**What is needed**
Work out how many lines of the listing below contain the word "above". Respond with that number only.

*** Records supplied

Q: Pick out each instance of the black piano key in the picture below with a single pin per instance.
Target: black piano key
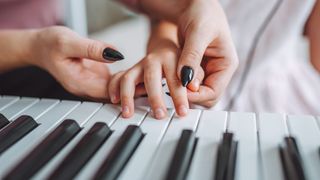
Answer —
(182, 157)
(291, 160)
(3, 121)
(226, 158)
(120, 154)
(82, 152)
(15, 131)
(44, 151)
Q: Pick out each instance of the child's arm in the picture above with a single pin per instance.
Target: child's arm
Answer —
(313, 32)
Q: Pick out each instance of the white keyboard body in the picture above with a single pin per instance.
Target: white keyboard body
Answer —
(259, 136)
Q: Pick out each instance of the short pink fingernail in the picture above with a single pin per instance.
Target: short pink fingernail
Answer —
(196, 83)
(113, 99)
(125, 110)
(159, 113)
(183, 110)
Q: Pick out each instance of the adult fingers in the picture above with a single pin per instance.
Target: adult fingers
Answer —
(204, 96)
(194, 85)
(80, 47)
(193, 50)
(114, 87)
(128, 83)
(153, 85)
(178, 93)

******
*** Records supplied

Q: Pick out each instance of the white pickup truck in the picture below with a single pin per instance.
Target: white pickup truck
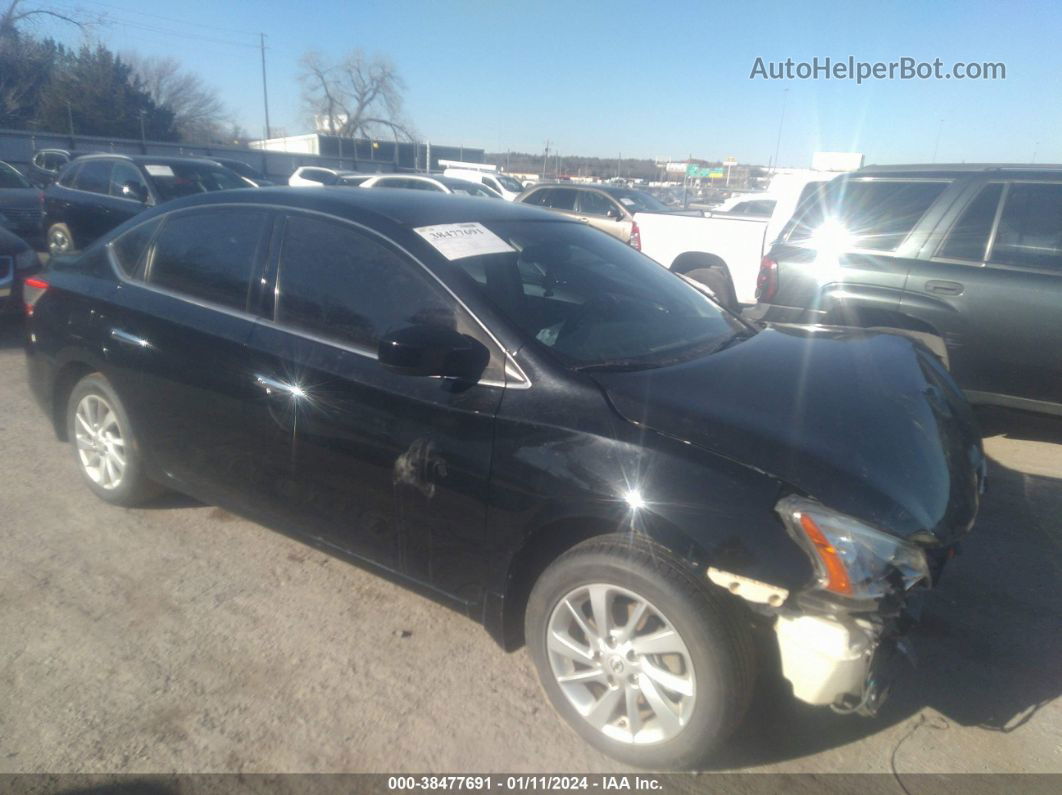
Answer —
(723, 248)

******

**Your solution**
4